Begin Data entries

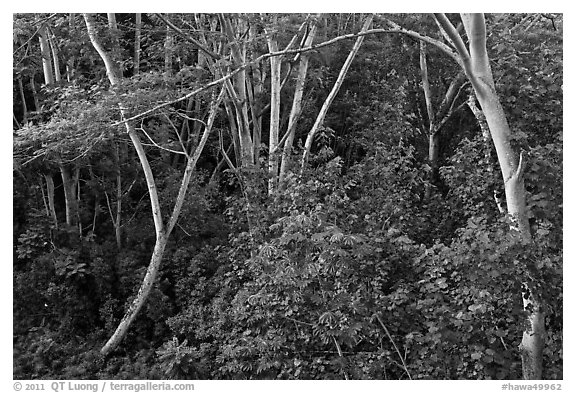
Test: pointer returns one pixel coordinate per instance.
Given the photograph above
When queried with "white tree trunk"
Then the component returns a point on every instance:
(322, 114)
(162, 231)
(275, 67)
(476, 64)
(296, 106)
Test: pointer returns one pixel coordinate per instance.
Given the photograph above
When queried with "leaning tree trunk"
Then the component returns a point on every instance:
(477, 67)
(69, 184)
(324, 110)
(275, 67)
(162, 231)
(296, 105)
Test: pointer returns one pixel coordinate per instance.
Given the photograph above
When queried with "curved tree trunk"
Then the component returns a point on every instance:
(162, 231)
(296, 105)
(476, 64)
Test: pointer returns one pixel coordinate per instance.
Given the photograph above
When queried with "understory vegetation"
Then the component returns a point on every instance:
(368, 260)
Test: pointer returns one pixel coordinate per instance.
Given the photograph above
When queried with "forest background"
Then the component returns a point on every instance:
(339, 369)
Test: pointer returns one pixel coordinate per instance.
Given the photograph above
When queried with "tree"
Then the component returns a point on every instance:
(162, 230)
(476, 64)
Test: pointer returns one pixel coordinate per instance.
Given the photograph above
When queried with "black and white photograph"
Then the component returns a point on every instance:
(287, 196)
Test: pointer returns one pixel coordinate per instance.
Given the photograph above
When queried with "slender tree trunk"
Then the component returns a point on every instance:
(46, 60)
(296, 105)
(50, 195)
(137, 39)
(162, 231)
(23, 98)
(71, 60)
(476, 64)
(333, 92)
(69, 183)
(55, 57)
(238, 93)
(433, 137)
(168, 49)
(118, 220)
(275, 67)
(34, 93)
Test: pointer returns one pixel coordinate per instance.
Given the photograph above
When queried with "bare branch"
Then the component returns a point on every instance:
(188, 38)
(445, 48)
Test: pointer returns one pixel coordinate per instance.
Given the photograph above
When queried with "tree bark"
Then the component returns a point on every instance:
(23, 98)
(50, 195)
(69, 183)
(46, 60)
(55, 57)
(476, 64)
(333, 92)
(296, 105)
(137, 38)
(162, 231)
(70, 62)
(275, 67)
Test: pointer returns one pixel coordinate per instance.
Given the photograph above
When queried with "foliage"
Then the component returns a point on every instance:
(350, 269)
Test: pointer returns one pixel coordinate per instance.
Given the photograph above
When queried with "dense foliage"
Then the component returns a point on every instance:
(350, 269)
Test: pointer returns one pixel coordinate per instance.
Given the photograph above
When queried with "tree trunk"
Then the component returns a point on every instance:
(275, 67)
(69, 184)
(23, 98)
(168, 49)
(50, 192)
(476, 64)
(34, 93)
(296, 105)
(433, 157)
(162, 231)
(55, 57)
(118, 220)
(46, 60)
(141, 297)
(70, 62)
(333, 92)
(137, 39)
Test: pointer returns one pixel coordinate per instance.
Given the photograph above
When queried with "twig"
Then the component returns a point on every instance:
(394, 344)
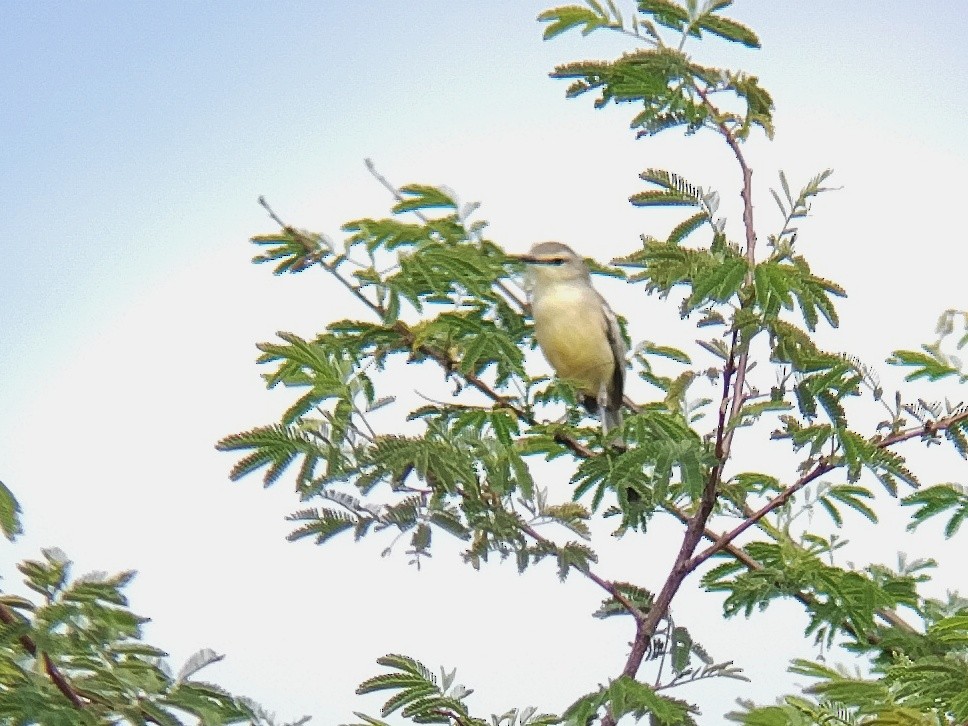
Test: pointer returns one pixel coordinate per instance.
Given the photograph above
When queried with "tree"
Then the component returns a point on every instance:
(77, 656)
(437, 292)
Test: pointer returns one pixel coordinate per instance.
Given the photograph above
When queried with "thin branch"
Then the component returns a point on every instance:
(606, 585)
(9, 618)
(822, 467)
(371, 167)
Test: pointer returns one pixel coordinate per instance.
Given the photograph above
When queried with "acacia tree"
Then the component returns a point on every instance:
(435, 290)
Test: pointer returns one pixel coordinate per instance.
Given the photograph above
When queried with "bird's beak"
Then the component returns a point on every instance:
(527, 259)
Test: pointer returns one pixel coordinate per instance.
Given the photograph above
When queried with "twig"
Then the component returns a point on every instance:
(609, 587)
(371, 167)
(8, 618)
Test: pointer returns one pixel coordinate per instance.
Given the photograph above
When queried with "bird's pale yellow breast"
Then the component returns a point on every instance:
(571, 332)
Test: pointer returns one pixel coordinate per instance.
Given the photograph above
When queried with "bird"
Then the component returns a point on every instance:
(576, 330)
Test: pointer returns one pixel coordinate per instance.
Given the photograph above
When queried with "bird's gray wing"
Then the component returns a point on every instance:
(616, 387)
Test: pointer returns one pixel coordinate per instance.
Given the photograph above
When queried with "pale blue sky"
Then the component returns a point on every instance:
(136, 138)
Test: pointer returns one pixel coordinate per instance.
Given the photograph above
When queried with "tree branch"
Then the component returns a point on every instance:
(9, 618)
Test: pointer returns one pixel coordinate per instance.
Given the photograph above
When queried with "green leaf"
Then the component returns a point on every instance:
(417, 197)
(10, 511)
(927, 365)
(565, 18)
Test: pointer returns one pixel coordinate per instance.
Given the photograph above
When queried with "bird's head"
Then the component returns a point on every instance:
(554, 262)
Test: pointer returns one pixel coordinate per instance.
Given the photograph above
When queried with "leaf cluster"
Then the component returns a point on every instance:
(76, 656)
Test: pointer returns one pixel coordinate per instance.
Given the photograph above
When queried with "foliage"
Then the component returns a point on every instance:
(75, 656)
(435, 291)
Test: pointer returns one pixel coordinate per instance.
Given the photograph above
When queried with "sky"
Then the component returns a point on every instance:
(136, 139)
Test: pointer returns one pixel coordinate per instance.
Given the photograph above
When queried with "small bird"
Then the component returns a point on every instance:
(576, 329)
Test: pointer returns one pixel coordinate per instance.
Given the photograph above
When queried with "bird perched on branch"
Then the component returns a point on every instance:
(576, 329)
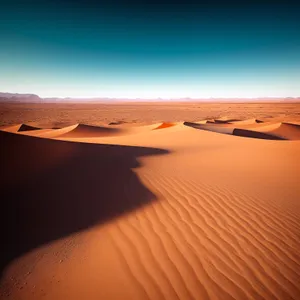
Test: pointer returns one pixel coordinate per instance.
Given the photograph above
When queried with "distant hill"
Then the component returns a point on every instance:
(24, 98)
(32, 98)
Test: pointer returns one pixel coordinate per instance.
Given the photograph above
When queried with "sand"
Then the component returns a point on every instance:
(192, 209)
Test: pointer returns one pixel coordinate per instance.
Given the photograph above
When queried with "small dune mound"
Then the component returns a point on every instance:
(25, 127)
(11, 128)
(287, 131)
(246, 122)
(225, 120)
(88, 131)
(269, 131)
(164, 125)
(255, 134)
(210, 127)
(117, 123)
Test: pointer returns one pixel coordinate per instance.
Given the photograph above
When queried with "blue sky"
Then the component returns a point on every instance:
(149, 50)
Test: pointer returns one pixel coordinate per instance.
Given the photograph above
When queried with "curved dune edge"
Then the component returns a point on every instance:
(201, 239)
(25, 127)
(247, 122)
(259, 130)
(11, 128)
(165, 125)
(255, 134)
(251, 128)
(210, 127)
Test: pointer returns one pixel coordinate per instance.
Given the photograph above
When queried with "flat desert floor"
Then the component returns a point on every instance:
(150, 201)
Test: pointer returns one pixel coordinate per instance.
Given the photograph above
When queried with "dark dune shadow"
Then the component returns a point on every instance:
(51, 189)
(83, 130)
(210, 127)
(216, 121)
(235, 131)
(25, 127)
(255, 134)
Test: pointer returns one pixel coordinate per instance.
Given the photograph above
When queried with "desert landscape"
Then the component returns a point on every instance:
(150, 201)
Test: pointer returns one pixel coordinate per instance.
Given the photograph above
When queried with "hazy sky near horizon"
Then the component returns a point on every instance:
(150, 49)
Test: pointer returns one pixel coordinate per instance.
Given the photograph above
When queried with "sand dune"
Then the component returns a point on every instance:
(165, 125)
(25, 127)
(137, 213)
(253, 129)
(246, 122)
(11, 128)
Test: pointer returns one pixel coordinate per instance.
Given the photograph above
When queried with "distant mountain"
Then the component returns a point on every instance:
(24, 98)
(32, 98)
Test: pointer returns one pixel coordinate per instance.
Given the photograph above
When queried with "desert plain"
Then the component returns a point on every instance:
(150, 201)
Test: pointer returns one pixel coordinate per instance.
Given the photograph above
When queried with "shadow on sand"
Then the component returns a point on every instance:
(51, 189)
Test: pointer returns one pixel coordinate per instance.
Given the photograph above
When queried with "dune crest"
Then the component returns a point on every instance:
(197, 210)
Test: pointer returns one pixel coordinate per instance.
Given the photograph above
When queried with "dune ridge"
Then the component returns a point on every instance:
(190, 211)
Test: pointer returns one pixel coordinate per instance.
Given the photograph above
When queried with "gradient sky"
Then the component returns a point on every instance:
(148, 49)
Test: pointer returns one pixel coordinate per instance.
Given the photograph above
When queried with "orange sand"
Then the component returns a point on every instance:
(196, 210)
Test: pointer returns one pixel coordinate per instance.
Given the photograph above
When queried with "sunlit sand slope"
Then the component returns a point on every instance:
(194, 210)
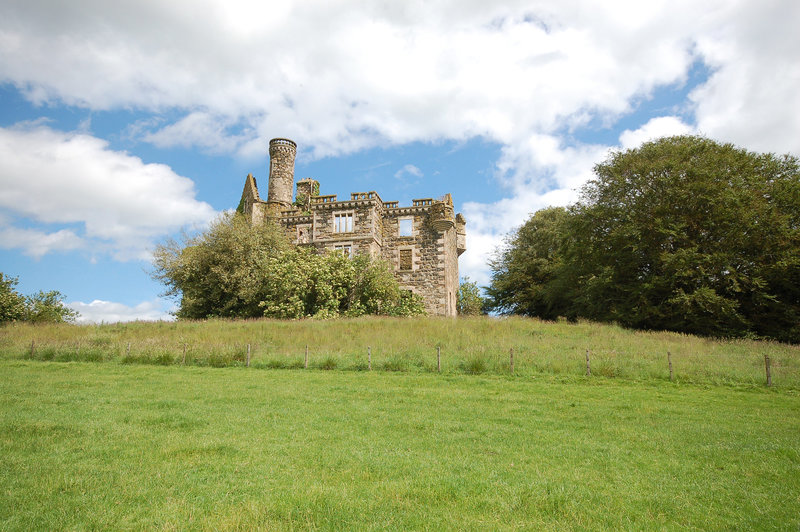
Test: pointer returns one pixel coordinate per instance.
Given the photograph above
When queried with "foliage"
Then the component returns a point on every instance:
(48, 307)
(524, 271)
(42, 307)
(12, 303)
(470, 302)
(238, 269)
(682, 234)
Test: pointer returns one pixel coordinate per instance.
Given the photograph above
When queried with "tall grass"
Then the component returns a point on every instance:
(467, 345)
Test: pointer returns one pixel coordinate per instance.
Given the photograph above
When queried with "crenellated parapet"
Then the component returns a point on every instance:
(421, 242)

End Data entries
Begin Data entries

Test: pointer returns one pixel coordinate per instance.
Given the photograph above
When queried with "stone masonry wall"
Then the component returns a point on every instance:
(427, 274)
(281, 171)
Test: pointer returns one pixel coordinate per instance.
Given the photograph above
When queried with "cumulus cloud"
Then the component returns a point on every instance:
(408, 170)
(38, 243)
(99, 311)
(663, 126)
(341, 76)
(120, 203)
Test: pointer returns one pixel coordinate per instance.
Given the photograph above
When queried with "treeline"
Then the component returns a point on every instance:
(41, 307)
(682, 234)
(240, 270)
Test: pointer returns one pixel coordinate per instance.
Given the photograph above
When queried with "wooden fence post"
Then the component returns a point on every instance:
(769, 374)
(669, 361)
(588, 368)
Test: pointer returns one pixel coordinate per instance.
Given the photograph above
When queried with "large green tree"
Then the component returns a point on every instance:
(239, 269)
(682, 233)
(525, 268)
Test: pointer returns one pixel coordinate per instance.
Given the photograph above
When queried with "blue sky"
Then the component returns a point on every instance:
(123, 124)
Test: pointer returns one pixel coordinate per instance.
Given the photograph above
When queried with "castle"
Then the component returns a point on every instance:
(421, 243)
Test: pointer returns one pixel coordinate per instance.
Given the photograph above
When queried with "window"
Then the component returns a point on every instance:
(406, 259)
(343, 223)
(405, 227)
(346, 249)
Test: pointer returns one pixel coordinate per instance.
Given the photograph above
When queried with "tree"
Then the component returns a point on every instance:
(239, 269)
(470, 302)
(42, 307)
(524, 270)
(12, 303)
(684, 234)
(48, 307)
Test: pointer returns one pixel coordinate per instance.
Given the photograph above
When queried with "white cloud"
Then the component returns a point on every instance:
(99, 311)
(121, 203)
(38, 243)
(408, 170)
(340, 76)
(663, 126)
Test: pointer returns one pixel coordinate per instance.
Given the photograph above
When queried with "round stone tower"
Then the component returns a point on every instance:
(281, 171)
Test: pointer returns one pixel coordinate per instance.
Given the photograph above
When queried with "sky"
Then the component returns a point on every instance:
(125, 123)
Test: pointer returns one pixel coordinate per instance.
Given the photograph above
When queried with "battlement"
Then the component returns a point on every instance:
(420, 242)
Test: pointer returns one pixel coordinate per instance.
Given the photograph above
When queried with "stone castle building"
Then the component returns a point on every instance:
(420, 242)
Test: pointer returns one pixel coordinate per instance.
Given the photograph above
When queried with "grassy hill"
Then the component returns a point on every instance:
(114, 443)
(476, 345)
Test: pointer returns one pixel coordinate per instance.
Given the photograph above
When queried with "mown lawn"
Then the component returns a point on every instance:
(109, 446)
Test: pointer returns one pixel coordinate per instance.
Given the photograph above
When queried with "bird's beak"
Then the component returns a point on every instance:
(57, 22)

End Data entries

Find every line in the entries above that contains the string "small", matching case exactly, and copy each such line in full.

> [Answer to the problem]
When queried with "small bird"
When queried with "small dune mound"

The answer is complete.